* _Brief_
Turn each line of the records below into a JSON list of strings, with one string per line and blank lines left out.

*** Input data

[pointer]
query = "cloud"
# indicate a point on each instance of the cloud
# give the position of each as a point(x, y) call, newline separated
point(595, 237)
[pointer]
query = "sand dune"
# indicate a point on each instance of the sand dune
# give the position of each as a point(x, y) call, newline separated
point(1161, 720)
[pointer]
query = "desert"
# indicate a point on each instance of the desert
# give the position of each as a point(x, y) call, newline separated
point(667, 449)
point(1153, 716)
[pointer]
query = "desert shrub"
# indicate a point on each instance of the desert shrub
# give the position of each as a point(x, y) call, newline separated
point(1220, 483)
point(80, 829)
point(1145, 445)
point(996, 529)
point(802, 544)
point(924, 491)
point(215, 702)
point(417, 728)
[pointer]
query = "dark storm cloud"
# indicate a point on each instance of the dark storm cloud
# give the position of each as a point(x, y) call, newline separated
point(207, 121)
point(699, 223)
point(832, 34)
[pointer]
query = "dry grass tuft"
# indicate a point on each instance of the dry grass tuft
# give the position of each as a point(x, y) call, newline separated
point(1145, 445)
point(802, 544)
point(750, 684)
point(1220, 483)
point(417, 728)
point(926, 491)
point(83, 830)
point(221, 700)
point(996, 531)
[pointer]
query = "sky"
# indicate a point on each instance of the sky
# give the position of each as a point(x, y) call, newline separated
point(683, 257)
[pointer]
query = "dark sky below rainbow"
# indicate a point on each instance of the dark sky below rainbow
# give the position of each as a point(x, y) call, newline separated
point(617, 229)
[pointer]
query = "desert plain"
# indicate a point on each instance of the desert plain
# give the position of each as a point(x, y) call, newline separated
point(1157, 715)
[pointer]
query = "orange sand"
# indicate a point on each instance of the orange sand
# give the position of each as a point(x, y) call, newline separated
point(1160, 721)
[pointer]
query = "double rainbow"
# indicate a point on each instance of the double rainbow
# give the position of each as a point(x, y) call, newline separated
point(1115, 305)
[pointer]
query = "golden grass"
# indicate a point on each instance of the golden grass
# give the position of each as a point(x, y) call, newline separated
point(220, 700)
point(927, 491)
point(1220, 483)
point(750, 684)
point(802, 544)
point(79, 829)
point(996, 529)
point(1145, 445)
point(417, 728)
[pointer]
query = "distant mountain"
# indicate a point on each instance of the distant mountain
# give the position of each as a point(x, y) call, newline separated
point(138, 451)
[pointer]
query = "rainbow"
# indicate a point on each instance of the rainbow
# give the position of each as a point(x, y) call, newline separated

******

* _Solution to the problem_
[
  "[pointer]",
  "query = \"cloud\"",
  "# indicate a point on each instance of the cloud",
  "# give the position of each as a point(x, y) call, newline separated",
  "point(595, 237)",
  "[pointer]",
  "query = \"sand dune\"",
  "# indicate a point on each instance of the sand dune",
  "# give the position of each as a point(x, y) call, newline separated",
  "point(1161, 720)",
  "[pointer]",
  "query = \"desert\"",
  "# indicate a point on each instance of the desert",
  "# give the position of each as a point(x, y) call, newline separated",
  "point(667, 449)",
  "point(1153, 716)",
  "[pointer]",
  "query = \"desert shrub\"",
  "# indicate a point on each instance of the desert shrub",
  "# give the position of each as a point(x, y) call, newline separated",
  "point(1220, 483)",
  "point(80, 829)",
  "point(1145, 445)",
  "point(996, 529)",
  "point(802, 544)",
  "point(924, 491)",
  "point(215, 702)",
  "point(417, 728)",
  "[pointer]",
  "query = \"dark storm cloud\"",
  "# indicate a point on each instance of the dark storm cloud",
  "# give the position of each as a point(x, y) call, newline separated",
  "point(207, 121)",
  "point(699, 223)",
  "point(832, 34)",
  "[pointer]",
  "query = \"dry grass tuft\"",
  "# indicate a point on each instance of the dry grass tuft",
  "# give the position of each as a point(x, y) call, newline separated",
  "point(1145, 445)",
  "point(802, 544)",
  "point(750, 684)",
  "point(1220, 483)",
  "point(417, 728)",
  "point(926, 491)",
  "point(83, 830)",
  "point(221, 700)",
  "point(996, 531)",
  "[pointer]",
  "query = \"sky\"",
  "# indicate a point on each instance of the sky",
  "# give the position of each as a point(x, y) call, newline separated",
  "point(683, 257)",
  "[pointer]",
  "query = \"dark sky below rainbow\"",
  "# indicate a point on each instance of the dark sky below rainbow",
  "# give the position of each as a point(x, y) call, newline separated",
  "point(617, 229)",
  "[pointer]",
  "query = \"desert plain\"",
  "# indicate a point on each instance of the desert plain",
  "# give the position of each as a point(x, y) call, newline separated",
  "point(1157, 715)",
  "[pointer]",
  "query = \"orange sand\"",
  "# indicate a point on each instance of the orange sand",
  "# give the position of each as a point(x, y) call, newline separated",
  "point(1160, 721)",
  "[pointer]",
  "query = \"double rainbow\"",
  "# indicate a point on each instance of the double rainbow",
  "# give the position of each as a point(x, y) call, newline separated",
  "point(1115, 305)",
  "[pointer]",
  "query = \"golden grass\"",
  "# indicate a point on each instance of the golden grass",
  "# give the position of each as a point(x, y) call, newline separated",
  "point(220, 700)",
  "point(927, 491)",
  "point(1220, 483)",
  "point(750, 684)",
  "point(802, 544)",
  "point(79, 829)",
  "point(996, 529)",
  "point(1145, 445)",
  "point(417, 728)",
  "[pointer]",
  "query = \"distant mountain\"",
  "# indicate a point on each instance of the distant mountain",
  "# give the position of each as a point(x, y) call, newline separated",
  "point(138, 451)",
  "[pointer]",
  "query = \"rainbow\"",
  "# indicate a point on each instance of the rainbow",
  "# give the position of each as a point(x, y) call, newline separated"
]